Exercise brief: Write out again only the lines running from the one that contains "of the distant" to the end of the records below, including both the first and the last.

Dataset records:
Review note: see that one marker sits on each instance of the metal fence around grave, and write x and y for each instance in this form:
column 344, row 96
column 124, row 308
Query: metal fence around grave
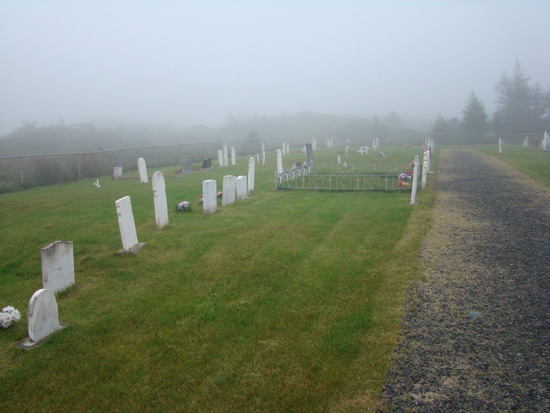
column 335, row 177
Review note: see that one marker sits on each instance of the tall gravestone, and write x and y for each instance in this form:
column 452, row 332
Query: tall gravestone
column 228, row 192
column 209, row 200
column 142, row 169
column 309, row 152
column 127, row 226
column 117, row 172
column 42, row 315
column 225, row 159
column 186, row 167
column 251, row 174
column 241, row 187
column 159, row 200
column 424, row 169
column 57, row 266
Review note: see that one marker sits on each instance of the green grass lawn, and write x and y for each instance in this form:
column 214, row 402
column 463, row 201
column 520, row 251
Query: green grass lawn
column 531, row 161
column 290, row 300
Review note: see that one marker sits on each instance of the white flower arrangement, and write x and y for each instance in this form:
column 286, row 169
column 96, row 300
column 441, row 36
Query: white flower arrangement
column 9, row 315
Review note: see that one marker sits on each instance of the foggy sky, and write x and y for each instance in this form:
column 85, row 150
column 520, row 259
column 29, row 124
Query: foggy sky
column 196, row 62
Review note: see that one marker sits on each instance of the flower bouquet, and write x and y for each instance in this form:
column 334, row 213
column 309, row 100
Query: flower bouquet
column 184, row 206
column 9, row 315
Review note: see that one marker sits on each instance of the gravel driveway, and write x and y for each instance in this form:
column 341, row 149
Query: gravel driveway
column 476, row 331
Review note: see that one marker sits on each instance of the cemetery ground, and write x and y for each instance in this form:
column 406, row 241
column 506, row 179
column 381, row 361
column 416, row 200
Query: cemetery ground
column 476, row 330
column 289, row 300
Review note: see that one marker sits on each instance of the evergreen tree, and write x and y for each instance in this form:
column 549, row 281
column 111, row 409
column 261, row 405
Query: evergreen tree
column 521, row 109
column 474, row 123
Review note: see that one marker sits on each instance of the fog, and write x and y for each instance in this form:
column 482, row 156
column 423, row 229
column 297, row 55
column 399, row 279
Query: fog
column 186, row 63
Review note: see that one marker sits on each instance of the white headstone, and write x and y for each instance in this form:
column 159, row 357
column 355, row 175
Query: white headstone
column 142, row 169
column 228, row 193
column 251, row 174
column 209, row 193
column 159, row 200
column 225, row 160
column 42, row 316
column 241, row 187
column 57, row 265
column 126, row 223
column 424, row 169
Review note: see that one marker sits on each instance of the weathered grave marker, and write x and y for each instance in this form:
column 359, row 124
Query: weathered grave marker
column 206, row 164
column 228, row 192
column 186, row 167
column 127, row 226
column 57, row 266
column 225, row 160
column 42, row 315
column 142, row 169
column 309, row 151
column 159, row 200
column 117, row 172
column 209, row 200
column 241, row 187
column 251, row 174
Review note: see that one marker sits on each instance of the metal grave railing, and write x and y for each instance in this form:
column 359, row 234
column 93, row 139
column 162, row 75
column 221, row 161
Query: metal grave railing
column 335, row 177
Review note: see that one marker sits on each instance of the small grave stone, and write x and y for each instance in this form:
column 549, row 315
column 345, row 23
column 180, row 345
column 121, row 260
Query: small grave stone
column 117, row 173
column 309, row 151
column 42, row 316
column 57, row 266
column 241, row 187
column 228, row 193
column 142, row 169
column 186, row 167
column 127, row 226
column 251, row 174
column 209, row 199
column 159, row 200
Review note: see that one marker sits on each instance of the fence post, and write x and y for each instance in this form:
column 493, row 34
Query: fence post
column 21, row 168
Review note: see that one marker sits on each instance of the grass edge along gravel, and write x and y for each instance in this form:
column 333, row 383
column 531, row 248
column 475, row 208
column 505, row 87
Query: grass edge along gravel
column 127, row 335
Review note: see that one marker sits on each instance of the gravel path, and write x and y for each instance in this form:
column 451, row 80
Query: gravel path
column 476, row 331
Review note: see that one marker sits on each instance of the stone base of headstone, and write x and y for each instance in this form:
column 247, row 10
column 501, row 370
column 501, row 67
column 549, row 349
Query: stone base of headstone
column 133, row 250
column 28, row 344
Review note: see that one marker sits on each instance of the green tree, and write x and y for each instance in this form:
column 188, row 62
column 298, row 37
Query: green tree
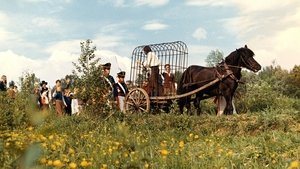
column 293, row 82
column 214, row 57
column 87, row 79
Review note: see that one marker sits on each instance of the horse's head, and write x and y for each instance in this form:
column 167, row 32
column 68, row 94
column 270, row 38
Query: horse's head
column 244, row 58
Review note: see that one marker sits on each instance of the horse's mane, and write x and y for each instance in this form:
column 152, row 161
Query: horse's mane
column 233, row 56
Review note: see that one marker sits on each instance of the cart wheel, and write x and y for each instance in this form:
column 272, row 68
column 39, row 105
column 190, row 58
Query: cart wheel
column 137, row 100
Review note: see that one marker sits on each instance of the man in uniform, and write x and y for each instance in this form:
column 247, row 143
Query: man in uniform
column 109, row 81
column 153, row 62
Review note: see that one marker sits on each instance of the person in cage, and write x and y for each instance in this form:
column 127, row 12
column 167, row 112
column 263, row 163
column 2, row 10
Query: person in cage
column 120, row 91
column 153, row 62
column 168, row 81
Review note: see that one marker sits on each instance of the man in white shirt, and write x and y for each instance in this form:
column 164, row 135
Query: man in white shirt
column 153, row 62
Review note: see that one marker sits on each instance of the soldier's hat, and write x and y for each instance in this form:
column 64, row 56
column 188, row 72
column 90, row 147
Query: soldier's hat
column 121, row 74
column 106, row 66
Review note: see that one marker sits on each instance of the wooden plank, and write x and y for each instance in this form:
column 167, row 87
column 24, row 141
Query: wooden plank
column 185, row 94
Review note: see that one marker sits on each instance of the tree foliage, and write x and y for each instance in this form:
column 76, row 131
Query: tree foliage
column 87, row 81
column 214, row 57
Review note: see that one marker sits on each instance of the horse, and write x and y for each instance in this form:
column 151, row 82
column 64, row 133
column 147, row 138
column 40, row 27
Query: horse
column 228, row 72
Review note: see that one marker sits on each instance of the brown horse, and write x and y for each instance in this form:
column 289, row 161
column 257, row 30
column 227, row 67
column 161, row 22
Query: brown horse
column 229, row 73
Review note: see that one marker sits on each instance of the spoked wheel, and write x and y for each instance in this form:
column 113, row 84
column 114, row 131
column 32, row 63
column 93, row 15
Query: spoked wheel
column 137, row 100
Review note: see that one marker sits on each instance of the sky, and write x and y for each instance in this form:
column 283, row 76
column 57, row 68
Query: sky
column 43, row 36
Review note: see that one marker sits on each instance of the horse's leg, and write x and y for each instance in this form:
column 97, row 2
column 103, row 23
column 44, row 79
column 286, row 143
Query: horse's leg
column 221, row 105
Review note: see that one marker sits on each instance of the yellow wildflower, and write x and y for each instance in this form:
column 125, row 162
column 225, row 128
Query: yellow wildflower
column 43, row 160
column 58, row 163
column 84, row 163
column 294, row 165
column 164, row 152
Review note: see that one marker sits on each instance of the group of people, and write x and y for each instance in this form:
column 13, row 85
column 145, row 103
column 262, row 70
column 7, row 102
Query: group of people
column 117, row 89
column 153, row 84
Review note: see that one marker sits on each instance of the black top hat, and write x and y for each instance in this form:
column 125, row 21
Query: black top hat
column 106, row 66
column 121, row 74
column 43, row 82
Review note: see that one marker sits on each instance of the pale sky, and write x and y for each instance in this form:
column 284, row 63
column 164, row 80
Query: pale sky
column 43, row 36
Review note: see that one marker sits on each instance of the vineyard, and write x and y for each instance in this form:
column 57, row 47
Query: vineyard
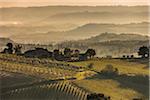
column 54, row 83
column 45, row 79
column 52, row 91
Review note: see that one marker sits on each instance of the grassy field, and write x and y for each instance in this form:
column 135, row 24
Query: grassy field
column 122, row 86
column 131, row 82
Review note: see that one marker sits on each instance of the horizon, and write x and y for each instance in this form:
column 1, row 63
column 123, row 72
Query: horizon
column 34, row 3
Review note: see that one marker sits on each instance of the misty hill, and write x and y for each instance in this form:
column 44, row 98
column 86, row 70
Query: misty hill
column 69, row 21
column 83, row 32
column 99, row 17
column 109, row 44
column 27, row 14
column 4, row 41
column 115, row 37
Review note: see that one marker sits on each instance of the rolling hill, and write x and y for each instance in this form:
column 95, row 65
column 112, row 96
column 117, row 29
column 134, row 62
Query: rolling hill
column 82, row 32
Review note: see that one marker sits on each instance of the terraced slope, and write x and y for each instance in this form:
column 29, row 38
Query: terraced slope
column 52, row 91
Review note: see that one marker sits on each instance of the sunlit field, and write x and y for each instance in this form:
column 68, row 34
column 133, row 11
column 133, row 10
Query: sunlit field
column 47, row 79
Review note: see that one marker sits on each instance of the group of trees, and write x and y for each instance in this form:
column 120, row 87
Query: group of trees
column 10, row 49
column 144, row 52
column 69, row 54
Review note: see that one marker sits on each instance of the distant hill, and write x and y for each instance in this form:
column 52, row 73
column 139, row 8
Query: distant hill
column 4, row 41
column 31, row 14
column 84, row 32
column 115, row 37
column 110, row 44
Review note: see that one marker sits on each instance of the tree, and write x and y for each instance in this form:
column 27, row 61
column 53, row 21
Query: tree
column 67, row 52
column 18, row 49
column 144, row 52
column 90, row 53
column 76, row 53
column 9, row 49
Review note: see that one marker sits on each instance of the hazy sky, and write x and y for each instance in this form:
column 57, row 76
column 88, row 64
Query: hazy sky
column 13, row 3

Output below:
Review note: see that one marker sits on each instance of the distant hill, and write x and y for each instance in this form:
column 52, row 73
column 139, row 8
Query: distant hill
column 4, row 41
column 31, row 14
column 84, row 32
column 115, row 37
column 110, row 44
Review note: see that one marker sits on each instance of the tree, and write x and y for each instance in this form:
column 27, row 61
column 53, row 21
Query: tree
column 67, row 52
column 18, row 49
column 144, row 52
column 90, row 53
column 76, row 53
column 9, row 49
Review note: see that one marker sits on each instance of the hazy sky, and write x and y for each instance in this form:
column 57, row 76
column 88, row 64
Query: hazy sky
column 13, row 3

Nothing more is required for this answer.